WRITTEN PROBLEM 1: Translate this sentence from the book announcement into Spanish: "Writing at the Wellspring is out in the world today."

From the Wellspring
On sending a book out into the dark
Dear Living Dark reader,
Writing at the Wellspring is out in the world today.
A book about writing, yes, but also about inner guidance, the daemon muse, struggles with inertia and silence, the tension between spirituality and creative expression, understanding block and Resistance, aligning with the very axis of cosmic creation, and uncovering your deep purpose so that you can live meaningfully in a collapsing world.
At heart, it’s about what it means to live and create without a script—living and writing “into the dark”—in an age of perpetual noise and distraction that demands constant performance and certainty.

EXCERPTED RECORDS:
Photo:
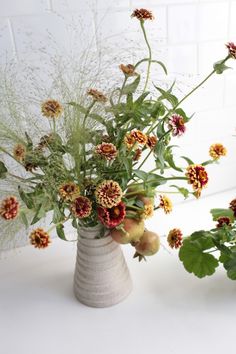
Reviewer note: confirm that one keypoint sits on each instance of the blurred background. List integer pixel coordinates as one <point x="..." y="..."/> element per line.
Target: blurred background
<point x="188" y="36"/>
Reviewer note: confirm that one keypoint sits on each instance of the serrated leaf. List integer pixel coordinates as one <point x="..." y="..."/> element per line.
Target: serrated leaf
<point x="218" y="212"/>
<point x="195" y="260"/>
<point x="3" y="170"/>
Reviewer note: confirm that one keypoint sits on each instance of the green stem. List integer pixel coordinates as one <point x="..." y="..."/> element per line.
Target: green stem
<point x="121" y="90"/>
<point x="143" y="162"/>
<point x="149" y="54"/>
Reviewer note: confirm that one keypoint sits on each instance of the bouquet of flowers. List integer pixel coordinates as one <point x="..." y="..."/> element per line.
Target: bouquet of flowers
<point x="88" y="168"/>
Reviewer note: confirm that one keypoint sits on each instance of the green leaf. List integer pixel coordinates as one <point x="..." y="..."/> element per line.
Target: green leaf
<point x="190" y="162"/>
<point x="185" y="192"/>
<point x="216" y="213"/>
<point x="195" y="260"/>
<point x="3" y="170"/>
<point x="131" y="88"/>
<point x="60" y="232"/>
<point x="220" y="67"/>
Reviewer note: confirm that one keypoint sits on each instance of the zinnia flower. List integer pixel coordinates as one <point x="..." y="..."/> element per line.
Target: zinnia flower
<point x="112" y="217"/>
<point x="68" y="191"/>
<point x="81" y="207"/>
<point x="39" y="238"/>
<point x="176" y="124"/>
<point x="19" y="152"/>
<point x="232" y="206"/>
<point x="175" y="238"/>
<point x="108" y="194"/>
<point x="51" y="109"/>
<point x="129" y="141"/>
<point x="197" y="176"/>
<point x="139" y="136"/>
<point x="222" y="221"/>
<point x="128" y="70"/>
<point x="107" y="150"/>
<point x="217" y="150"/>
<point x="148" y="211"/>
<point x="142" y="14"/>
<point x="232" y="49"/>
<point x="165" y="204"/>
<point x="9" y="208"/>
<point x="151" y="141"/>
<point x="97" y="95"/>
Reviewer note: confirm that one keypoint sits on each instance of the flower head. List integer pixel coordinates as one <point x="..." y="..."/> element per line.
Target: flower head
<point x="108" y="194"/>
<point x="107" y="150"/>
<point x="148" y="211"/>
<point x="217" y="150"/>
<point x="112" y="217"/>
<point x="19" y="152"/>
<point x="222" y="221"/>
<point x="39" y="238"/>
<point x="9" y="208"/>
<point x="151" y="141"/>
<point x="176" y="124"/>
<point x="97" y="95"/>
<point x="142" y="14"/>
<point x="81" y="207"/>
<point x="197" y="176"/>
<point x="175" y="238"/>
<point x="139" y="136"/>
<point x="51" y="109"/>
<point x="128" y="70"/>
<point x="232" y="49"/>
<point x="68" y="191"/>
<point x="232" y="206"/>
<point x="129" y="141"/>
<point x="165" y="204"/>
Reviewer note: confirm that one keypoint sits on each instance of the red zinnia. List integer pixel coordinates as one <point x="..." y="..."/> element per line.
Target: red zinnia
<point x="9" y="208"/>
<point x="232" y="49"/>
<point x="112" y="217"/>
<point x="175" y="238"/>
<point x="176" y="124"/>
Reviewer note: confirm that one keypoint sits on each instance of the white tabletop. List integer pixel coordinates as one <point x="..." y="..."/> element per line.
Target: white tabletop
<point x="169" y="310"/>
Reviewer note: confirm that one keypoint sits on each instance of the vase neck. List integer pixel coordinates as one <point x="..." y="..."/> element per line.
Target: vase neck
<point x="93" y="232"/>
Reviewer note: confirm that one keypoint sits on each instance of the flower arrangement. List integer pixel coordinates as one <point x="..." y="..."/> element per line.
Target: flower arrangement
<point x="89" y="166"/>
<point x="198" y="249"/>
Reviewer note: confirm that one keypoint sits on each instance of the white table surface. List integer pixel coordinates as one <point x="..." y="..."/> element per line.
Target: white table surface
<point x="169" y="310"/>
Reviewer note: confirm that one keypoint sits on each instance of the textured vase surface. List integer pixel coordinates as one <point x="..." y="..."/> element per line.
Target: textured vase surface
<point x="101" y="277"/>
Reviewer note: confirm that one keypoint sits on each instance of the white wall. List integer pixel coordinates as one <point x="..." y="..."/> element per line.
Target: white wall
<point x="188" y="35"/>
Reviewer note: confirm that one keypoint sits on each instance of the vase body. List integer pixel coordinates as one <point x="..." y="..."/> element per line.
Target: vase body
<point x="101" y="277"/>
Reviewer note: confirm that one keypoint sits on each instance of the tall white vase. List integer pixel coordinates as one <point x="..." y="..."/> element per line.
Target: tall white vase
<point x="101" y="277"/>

WRITTEN PROBLEM 2: Echo the records word for word. Begin at the line that contains "the vase body." and stop after the last line of the records.

TASK RESULT 1: Writing at the Wellspring sale hoy al mundo.

TASK RESULT 2:
Reviewer note: confirm that one keypoint sits on each instance of the vase body. List integer pixel coordinates as one <point x="..." y="..."/> element per line.
Target: vase body
<point x="101" y="277"/>
Reviewer note: confirm that one keypoint sits on each instance of the tall white vase. List integer pixel coordinates as one <point x="..." y="..."/> element per line.
Target: tall white vase
<point x="101" y="277"/>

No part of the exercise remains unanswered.